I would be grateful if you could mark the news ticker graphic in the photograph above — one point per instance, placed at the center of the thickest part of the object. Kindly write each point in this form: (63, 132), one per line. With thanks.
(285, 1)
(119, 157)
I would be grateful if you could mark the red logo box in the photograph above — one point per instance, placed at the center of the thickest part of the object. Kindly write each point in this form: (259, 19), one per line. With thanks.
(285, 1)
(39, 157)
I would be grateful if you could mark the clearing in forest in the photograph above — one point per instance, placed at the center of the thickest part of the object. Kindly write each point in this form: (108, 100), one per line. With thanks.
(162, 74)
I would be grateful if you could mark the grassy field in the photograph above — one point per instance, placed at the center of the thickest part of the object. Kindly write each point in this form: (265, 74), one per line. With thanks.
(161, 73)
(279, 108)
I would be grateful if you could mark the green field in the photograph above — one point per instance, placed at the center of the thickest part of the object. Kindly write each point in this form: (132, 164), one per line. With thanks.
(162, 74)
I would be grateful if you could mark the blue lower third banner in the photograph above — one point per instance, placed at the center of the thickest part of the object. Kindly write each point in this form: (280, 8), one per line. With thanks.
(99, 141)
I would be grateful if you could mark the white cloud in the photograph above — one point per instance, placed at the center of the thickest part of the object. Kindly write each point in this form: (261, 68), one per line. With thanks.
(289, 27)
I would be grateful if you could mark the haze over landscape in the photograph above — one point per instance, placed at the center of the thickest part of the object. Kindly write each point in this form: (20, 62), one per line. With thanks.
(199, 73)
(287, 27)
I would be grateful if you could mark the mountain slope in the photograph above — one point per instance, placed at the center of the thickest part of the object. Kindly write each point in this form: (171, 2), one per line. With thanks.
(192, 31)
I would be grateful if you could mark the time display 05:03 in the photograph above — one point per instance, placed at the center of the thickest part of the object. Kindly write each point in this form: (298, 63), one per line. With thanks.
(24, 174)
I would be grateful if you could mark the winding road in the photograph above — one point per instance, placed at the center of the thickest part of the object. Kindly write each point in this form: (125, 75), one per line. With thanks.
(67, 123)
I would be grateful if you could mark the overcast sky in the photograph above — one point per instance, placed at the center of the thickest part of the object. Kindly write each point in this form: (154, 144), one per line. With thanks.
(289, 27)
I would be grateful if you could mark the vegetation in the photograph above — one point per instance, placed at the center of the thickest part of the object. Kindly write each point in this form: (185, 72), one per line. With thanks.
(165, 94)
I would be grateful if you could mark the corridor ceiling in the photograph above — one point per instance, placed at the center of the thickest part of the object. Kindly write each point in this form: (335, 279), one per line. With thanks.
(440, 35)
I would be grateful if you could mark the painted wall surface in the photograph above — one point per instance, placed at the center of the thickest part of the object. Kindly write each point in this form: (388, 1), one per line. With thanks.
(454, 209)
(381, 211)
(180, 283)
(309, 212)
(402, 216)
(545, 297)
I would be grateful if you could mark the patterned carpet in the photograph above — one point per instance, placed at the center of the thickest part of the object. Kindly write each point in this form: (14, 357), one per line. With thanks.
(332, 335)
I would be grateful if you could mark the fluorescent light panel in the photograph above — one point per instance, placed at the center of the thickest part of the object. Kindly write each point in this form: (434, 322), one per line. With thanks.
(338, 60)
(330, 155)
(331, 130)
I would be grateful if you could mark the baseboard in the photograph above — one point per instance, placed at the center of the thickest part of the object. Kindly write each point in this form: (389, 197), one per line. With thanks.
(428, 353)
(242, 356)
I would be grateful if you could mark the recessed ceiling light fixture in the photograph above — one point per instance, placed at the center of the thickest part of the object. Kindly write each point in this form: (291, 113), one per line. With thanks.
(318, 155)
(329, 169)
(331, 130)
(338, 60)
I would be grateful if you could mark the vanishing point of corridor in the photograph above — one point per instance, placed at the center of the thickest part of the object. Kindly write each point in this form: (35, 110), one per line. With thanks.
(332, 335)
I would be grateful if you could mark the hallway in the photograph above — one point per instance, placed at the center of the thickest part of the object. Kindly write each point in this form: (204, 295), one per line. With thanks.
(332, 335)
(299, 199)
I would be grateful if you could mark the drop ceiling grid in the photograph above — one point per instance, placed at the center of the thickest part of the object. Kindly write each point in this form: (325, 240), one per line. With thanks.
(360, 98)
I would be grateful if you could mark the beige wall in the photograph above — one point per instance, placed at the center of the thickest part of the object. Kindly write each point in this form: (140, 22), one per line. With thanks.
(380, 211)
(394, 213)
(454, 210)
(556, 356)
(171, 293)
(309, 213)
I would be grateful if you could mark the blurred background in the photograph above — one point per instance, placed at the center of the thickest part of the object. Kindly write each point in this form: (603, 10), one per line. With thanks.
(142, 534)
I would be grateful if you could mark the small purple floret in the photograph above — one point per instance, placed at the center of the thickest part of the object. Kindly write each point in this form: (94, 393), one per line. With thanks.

☆ ☆ ☆

■ What you should do
Word for word, restate all of the data shown above.

■ Reply to the task
I would be grateful if you could mark the news ticker graphic in the photograph above — one point per instance, placed at the center of the thickest part of the object. Kindly write each point in this form: (63, 132), one per line. With thanks.
(285, 1)
(119, 157)
I would be grateful if you could mark the red logo box in the photograph above — one point per instance, placed at the center of the thickest part of the object. Kindly write each point in this form: (259, 19), one per line. With thanks.
(285, 1)
(39, 157)
I would be grateful if you could mark the clearing in forest in the photograph above — one point per instance, placed at the center of the thickest part of the object. Kindly write each point in this form: (108, 100), one per line. With thanks.
(162, 74)
I would be grateful if you could mark the grassy field in the photograph above — one point per instance, placed at the center of the thickest part of the object. Kindly write each point in this form: (265, 74), one per line. With thanks.
(161, 73)
(279, 108)
I would be grateful if you could mark the green field in the photograph above — one point per instance, placed at the center of the thickest part of the object. Kindly write each point in this form: (132, 164), one per line. With thanks.
(162, 74)
I would be grateful if you could mark the blue lower third banner in the photograph above — one point per instance, placed at the center of the thickest part of the object. Kindly write each point in this form: (280, 8), one per line. With thanks.
(99, 141)
I would be grateful if you could mark the white cloud in the photograph above — one point per instance, placed at the center of the thickest part of the object. Kindly write each point in this form: (261, 68), one per line. With thanks.
(289, 27)
I would be grateful if you could mark the haze over landscape in the photograph above — one point per instance, placed at the center of the thickest part of the object. Kindly write each point in this form: (20, 62), one per line. With thanks.
(199, 73)
(287, 27)
I would be grateful if you could mark the mountain slope in the photograph above — one point per instance, placed at the center of the thickest part of the object. Kindly write each point in this form: (171, 2), one per line. With thanks.
(192, 31)
I would be grateful if you could mark the time display 05:03 in the photograph above — one point per instance, placed at the center of the thickest part of the object. Kindly write each point in this form: (298, 63), one per line. With thanks.
(24, 174)
I would be grateful if you could mark the winding road in the photograph above — one point per instance, placed at the center of the thickest part of the object. Kindly write each point in this form: (125, 75), one per line. With thanks.
(67, 123)
I would be grateful if you could mark the overcast sky in the photograph above — one point per instance, placed at the center of the thickest part of the object. Kindly write each point in this form: (154, 144), one per line. With thanks.
(289, 27)
I would be grateful if you could mark the vegetation in the photograph above — one point per instance, placed at the center of the thickest part of the object. Kindly write each point in this form: (185, 72), one per line. With thanks.
(165, 94)
I would be grateful if you could mark the corridor ceiling in the photograph above — one point per instance, placed at the center of the thickest part of the object. Kindly write each point in this form: (335, 279), one per line. With thanks.
(440, 35)
I would be grateful if you could mark the painted wall surface in the photograph above — one point per instance, placed at the center of the thickest part of the object. Kindly write each point in this form: (388, 1), one per line. With thanks.
(454, 209)
(381, 211)
(180, 283)
(309, 212)
(402, 216)
(545, 297)
I would be grateful if you could mark the patterned carpet in the photograph above — one point per instance, placed at the center of the thickest part of the object. Kindly write each point in this form: (14, 357), one per line. With thanks.
(332, 335)
I would be grateful if you could mark the fluorescent light panel in the photograph above — one point per instance, placed at the center of the thickest part of the object. Kindly write each point in this form: (434, 322), one per line. With thanks.
(338, 60)
(330, 155)
(331, 130)
I would be grateful if you could mark the baseboard in the photograph above — one point per instance, placed at the center of the thickest part of the object. Kindly write each point in this form: (389, 197), one per line. With thanks.
(428, 353)
(242, 356)
I would be grateful if you could mark the recessed ceiling light fixture in the photograph above — one point per instance, placed at the center of the thickest part of the object. Kindly write each point in this form: (291, 113), one per line. With thanks.
(318, 155)
(329, 169)
(331, 130)
(338, 60)
I would be grateful if you could mark the vanishing point of corridor in the photograph above — one point per instance, placed at the center of the thickest part of the object. Kindly write each point in this form: (35, 110), one per line. With thanks.
(332, 335)
I would be grateful if you could mark the hallway in the photograph above — one point per instance, placed at the center of the thickest part of the object. Kindly write each point in this form: (204, 295), one per line. With thanks.
(332, 335)
(299, 199)
I would be grateful if you could mark the drop ceiling grid in the photograph above — one point per instance, placed at the center of the thickest part of the object. Kindly write each point in this form: (325, 240), one per line. With thanks.
(360, 98)
I would be grateful if you could mark the beige wall in the photograph above — one point per instance, placed at the center of the thickest part of the object. Kindly write each point in this form: (140, 22), one per line. With thanks.
(380, 211)
(394, 213)
(454, 210)
(556, 356)
(171, 293)
(309, 213)
I would be grateful if you could mark the blurred background in the photograph above — one point per instance, placed at the center of the thickest part of the object. Kindly write each point in this form: (603, 10), one per line. With thanks.
(142, 534)
I would be grateful if you could mark the small purple floret in the photograph above — one point per instance, placed at the center of the thickest part of the object. Kindly write each point in this form: (94, 393), one per line. With thanks.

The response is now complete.